Given exercise: Locate every line in the entries below that contains the word "wall", paying attention to case, and copy each of those lines.

[Point annotation records]
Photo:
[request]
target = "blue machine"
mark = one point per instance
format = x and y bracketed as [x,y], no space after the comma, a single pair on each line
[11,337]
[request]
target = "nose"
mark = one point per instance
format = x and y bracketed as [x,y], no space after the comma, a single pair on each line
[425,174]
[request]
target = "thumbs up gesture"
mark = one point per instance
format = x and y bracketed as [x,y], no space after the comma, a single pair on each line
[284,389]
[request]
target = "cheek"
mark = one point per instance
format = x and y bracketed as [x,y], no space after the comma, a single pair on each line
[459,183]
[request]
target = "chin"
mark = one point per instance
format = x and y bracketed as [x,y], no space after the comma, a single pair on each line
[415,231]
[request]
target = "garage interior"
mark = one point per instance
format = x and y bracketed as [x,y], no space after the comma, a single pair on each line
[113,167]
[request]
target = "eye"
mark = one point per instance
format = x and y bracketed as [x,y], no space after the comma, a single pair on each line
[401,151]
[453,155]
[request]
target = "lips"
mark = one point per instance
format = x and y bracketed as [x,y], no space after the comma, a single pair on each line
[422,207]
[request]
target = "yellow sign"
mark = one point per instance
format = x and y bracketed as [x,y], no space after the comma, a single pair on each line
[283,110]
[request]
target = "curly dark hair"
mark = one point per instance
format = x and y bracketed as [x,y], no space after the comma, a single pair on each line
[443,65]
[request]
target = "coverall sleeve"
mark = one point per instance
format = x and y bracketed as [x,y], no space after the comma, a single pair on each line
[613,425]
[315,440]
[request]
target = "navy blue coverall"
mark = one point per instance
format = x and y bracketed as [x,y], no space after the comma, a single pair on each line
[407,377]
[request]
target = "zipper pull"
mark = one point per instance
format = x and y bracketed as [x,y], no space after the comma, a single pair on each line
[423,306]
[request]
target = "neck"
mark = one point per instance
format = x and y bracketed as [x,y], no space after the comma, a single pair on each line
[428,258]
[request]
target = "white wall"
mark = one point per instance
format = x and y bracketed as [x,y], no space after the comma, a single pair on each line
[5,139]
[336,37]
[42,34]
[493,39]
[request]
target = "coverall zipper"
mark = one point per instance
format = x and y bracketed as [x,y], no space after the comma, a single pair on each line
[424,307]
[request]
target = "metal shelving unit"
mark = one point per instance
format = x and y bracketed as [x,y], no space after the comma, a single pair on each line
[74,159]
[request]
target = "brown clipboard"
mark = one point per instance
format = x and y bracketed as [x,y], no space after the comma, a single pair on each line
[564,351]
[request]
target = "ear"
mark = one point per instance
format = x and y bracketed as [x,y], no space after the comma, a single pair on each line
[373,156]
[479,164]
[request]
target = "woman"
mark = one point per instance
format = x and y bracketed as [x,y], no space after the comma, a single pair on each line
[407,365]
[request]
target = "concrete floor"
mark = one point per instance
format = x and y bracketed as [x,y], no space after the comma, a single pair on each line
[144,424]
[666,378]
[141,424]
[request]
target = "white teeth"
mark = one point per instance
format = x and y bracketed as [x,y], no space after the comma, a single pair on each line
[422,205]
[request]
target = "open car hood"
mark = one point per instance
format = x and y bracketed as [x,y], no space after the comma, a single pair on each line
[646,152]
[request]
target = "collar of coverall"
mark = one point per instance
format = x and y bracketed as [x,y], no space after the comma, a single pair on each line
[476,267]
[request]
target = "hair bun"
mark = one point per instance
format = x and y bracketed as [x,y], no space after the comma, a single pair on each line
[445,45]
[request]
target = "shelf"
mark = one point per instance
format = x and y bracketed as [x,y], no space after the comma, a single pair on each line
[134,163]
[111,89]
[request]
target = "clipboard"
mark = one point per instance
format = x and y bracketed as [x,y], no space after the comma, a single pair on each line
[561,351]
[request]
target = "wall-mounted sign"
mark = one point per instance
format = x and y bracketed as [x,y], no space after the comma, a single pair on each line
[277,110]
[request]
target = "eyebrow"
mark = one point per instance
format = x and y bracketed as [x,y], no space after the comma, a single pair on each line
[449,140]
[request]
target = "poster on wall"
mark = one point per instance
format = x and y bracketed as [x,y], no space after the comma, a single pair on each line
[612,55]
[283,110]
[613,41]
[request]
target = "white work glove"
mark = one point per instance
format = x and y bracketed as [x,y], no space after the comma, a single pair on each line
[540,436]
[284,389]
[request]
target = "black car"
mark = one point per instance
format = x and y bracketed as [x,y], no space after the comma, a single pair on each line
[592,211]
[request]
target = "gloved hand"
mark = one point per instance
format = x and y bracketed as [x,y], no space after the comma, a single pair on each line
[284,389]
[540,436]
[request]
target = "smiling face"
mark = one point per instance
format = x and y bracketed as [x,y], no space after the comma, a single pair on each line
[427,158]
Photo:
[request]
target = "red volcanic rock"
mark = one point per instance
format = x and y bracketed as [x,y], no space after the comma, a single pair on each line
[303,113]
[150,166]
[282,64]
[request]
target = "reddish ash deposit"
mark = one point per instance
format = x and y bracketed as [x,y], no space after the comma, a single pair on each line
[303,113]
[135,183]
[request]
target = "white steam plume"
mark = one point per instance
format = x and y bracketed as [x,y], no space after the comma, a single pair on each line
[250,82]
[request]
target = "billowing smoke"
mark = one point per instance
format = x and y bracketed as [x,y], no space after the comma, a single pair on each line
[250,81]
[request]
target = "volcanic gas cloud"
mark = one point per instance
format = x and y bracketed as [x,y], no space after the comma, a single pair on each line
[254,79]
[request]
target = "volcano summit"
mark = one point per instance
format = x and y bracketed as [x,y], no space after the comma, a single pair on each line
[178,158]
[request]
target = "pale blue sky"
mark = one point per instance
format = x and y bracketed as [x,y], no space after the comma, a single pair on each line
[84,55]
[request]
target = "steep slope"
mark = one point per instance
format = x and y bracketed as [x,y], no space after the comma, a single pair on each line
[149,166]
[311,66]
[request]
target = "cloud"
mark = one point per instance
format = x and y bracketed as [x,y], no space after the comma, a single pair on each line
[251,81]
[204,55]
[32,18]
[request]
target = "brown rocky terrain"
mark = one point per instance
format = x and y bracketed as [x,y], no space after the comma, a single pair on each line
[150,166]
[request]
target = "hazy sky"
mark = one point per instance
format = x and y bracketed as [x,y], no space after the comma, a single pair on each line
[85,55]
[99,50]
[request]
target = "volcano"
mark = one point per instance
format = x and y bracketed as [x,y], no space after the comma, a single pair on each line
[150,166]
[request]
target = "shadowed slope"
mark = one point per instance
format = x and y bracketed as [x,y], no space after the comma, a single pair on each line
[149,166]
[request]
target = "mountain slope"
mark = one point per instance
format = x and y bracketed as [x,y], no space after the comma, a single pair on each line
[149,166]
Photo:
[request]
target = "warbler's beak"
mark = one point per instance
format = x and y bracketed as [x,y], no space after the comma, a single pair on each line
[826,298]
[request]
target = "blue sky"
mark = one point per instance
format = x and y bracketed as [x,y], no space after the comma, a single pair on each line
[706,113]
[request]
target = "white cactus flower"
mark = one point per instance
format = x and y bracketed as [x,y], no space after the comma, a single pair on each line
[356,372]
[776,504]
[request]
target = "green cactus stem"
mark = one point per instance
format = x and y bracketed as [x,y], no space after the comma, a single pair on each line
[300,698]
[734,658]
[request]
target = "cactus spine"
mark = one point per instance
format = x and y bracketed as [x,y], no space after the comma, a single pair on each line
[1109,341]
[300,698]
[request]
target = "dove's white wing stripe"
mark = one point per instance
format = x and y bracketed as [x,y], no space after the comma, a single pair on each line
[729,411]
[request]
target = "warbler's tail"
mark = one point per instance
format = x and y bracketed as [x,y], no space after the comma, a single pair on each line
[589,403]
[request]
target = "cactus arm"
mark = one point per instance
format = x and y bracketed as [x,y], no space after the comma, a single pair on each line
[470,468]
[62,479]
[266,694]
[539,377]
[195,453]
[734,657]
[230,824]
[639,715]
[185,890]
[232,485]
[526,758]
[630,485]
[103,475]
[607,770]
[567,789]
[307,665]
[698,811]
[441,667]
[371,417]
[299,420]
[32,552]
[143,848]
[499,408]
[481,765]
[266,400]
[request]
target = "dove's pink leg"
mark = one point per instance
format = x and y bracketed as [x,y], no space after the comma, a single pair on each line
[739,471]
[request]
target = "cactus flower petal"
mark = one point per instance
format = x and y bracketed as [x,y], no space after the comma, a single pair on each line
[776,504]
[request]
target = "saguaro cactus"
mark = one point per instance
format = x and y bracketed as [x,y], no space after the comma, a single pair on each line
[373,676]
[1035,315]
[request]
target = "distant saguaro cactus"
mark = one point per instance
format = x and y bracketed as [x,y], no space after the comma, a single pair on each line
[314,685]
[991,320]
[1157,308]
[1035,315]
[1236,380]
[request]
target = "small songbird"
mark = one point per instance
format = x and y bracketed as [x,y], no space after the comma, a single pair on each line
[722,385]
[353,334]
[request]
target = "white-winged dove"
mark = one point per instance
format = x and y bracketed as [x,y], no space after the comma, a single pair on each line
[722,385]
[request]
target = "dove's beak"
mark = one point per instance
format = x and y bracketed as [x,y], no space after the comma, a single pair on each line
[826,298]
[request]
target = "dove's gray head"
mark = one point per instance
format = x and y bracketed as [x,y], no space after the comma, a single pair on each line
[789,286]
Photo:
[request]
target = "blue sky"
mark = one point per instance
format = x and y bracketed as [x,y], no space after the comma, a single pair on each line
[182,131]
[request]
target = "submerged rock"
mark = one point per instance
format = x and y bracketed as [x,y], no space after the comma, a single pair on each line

Worked solution:
target = "white wall"
target = "wall-mounted sign"
target = "poster on wall"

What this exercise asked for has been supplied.